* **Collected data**
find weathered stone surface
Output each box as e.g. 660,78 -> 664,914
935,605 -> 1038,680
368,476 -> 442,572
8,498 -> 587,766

* **EXERCISE DESCRIPTION**
Please quote the lines above word for word, with nothing changed.

* **SOLUTION TO THIS TASK**
find weathered stone surface
Output each box as e.g. 660,78 -> 664,914
935,605 -> 1038,680
368,476 -> 442,572
8,498 -> 587,766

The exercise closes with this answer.